▶ _Source excerpt_:
+-------+
IT WAS, remarked a guest at the mammoth party thrown by JP and Noreen McManus in the grounds of Adare Manor last Saturday night, a little bit like a scene from F Scott Fitzgerald’s classic novel The Great Gatsby. Every celebrity in the country – and plenty from further afield – seemed to be there.
The well known faces were everywhere, as around 2,000 guests came together in what was believed to have been the biggest marquee ever erected in Europe. They were all there to celebrate the glorious career of the 20-time champion National Hunt jockey AP McCoy – as well as to have a great time.
The finer details, including the layout for the giant two-story marquee, were masterminded by London company Fait Accompli, which bills itself as “one of the world’s leading international event organisers” and promises “legendary parties”. It certainly delivered on that claim.
Seemingly endless bottles of Dom Pérignon 2005 were poured by the hundreds of staff on duty. At around €150 a bottle, it was one of three fine vintages offered to guests to wash down the main course of fillet of beef.
+-------+
▶ _Excerpted records_:
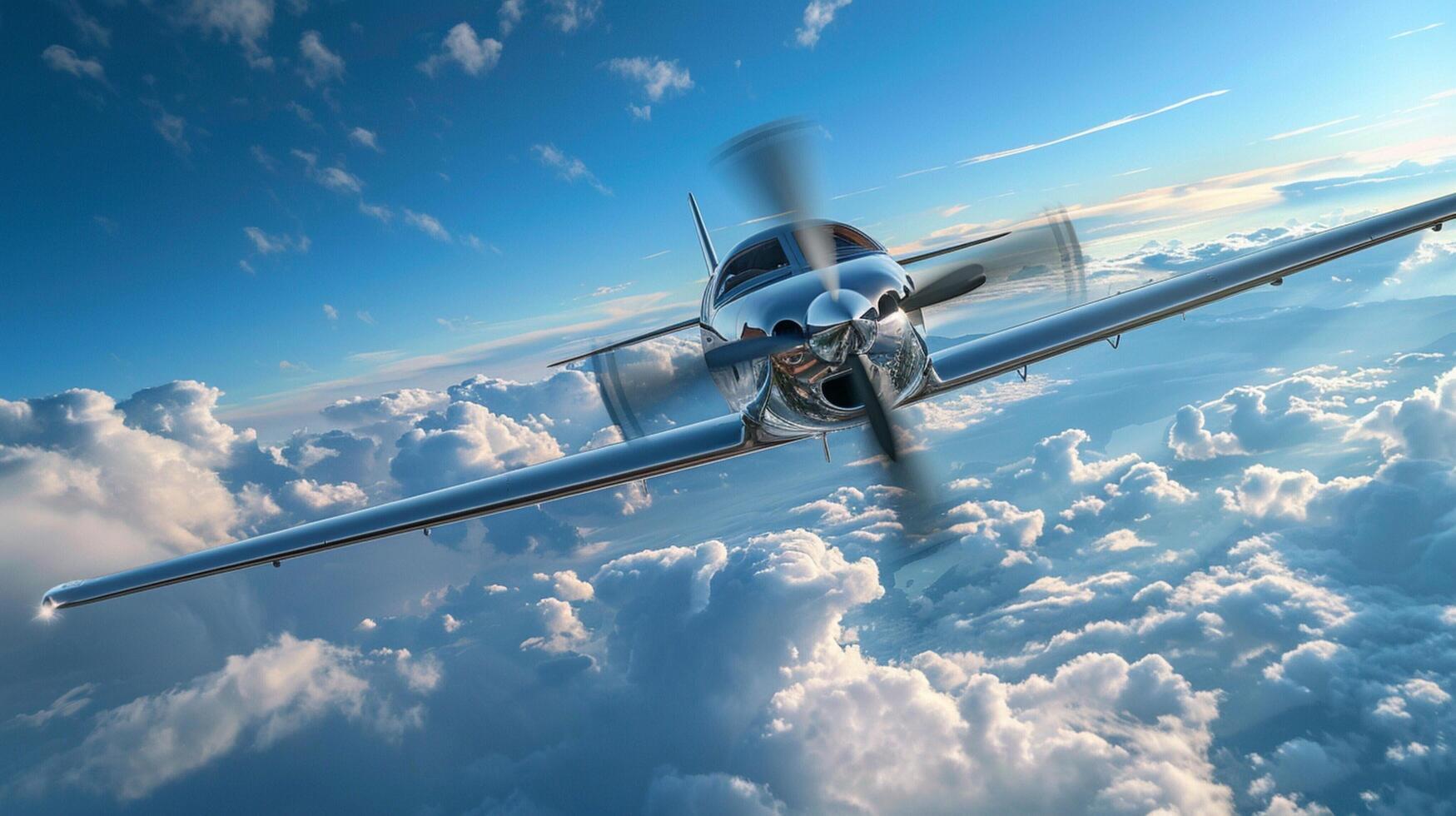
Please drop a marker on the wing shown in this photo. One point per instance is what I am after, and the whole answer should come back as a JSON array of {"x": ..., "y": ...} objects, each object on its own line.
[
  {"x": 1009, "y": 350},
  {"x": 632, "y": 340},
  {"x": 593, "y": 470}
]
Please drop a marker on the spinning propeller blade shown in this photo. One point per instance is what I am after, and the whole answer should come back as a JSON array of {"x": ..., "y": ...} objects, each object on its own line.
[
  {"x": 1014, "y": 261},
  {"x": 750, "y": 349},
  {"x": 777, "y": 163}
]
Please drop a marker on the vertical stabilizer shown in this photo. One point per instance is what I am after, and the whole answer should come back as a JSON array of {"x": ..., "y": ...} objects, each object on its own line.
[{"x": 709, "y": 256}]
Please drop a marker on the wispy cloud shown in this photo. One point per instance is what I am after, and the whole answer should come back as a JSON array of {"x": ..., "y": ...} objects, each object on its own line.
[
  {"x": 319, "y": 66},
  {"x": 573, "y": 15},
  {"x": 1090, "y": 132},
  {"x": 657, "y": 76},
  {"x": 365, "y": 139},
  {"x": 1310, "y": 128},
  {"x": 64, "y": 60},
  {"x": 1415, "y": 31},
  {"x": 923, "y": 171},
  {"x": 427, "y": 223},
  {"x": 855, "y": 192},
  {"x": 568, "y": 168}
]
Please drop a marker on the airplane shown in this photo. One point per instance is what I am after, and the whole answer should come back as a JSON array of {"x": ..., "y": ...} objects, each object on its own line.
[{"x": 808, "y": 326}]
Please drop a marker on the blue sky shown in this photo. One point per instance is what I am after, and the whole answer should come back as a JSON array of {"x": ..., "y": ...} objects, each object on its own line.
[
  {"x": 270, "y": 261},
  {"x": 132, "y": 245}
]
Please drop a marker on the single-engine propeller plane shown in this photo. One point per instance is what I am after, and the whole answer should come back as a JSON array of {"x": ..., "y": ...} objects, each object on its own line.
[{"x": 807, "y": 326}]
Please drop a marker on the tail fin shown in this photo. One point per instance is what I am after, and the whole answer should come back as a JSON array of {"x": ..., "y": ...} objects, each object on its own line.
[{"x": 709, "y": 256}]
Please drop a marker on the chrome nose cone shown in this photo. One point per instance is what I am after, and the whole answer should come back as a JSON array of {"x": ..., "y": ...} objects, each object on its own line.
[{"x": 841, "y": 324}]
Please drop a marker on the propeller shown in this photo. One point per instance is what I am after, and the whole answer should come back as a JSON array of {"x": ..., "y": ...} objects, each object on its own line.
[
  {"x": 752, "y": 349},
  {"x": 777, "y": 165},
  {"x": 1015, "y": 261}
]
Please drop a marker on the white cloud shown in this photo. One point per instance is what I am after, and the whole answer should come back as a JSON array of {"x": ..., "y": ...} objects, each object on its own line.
+-------+
▶ _Work to do_:
1: In the party article, which company masterminded the layout of the giant two-story marquee?
2: Transcribe the party article precisely, starting at "IT WAS, remarked" and ending at "on that claim.".
The records are separate material, unrelated to the party article.

▶ _Exercise solutions_:
1: Fait Accompli, a London company.

2:
IT WAS, remarked a guest at the mammoth party thrown by JP and Noreen McManus in the grounds of Adare Manor last Saturday night, a little bit like a scene from F Scott Fitzgerald’s classic novel The Great Gatsby. Every celebrity in the country – and plenty from further afield – seemed to be there.
The well known faces were everywhere, as around 2,000 guests came together in what was believed to have been the biggest marquee ever erected in Europe. They were all there to celebrate the glorious career of the 20-time champion National Hunt jockey AP McCoy – as well as to have a great time.
The finer details, including the layout for the giant two-story marquee, were masterminded by London company Fait Accompli, which bills itself as “one of the world’s leading international event organisers” and promises “legendary parties”. It certainly delivered on that claim.